* _Segmentation data_:
========
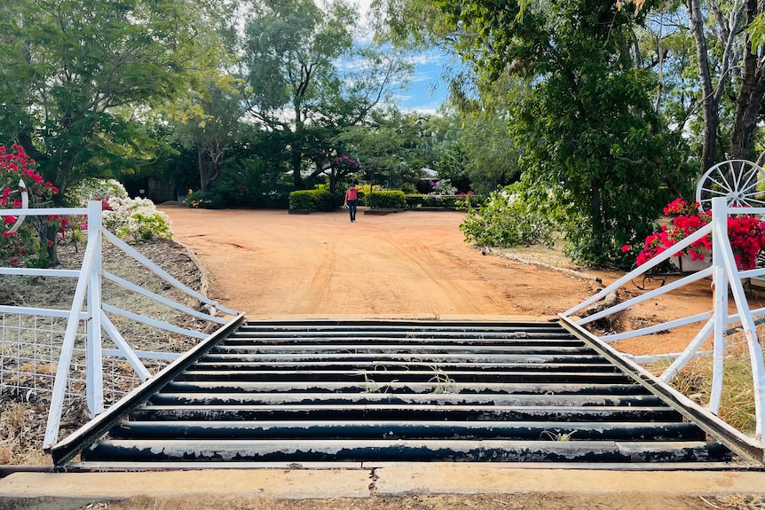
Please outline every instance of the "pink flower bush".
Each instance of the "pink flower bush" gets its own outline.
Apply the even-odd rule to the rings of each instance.
[[[22,206],[24,181],[29,196],[29,207],[45,207],[51,197],[59,192],[58,188],[45,181],[34,169],[35,161],[29,158],[20,145],[13,145],[8,152],[0,145],[0,209],[14,209]],[[47,217],[46,222],[56,222],[58,218]],[[35,228],[35,219],[27,218],[18,230],[11,231],[16,224],[16,216],[4,214],[0,222],[0,264],[28,265],[40,263],[44,254],[40,249],[40,240]]]
[[[661,230],[645,238],[643,249],[637,255],[637,265],[642,265],[660,253],[693,234],[712,221],[712,215],[698,209],[698,203],[688,204],[676,199],[667,204],[664,214],[674,216],[670,223],[662,225]],[[757,255],[765,249],[765,222],[752,215],[735,215],[728,216],[728,239],[733,249],[736,265],[739,270],[753,269],[757,266]],[[623,252],[632,248],[630,245],[622,247]],[[704,260],[705,251],[712,249],[712,234],[691,244],[687,249],[674,254],[690,255],[691,260]]]

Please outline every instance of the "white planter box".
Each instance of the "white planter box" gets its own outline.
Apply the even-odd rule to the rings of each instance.
[[[704,254],[704,259],[692,260],[691,255],[682,254],[679,257],[673,257],[672,262],[680,272],[696,272],[712,265],[712,252],[701,250],[701,253]]]

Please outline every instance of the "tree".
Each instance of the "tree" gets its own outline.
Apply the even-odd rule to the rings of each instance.
[[[185,92],[190,69],[210,62],[194,43],[205,26],[195,13],[209,12],[201,1],[4,4],[0,137],[18,140],[59,196],[148,159],[137,113]],[[40,233],[55,241],[54,230]],[[58,262],[55,245],[49,255]]]
[[[282,135],[301,188],[306,157],[321,173],[329,138],[364,121],[411,67],[395,51],[356,48],[358,12],[342,0],[324,10],[313,0],[257,0],[253,12],[243,59],[248,112]]]
[[[231,75],[211,82],[201,92],[193,92],[193,107],[178,123],[176,137],[196,149],[200,189],[206,192],[220,177],[224,156],[240,137],[244,106]]]
[[[6,4],[3,137],[17,139],[61,194],[83,177],[118,174],[149,157],[137,112],[184,93],[191,67],[206,65],[194,45],[202,7],[194,0]]]
[[[528,84],[508,99],[529,198],[557,216],[575,259],[612,261],[683,179],[682,140],[653,112],[653,76],[628,51],[644,12],[608,0],[527,5],[523,15],[515,2],[439,4],[471,34],[461,49],[479,85],[508,75]]]

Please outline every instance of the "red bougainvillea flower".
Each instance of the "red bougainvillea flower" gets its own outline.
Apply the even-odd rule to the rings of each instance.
========
* _Written request_: Which lines in the entries above contain the word "bougainvillea"? Copy each of them in full.

* _The solution_:
Please outline every instance of the "red bougainvillea flower".
Each instance of the "red bougainvillea flower" gets its own outline.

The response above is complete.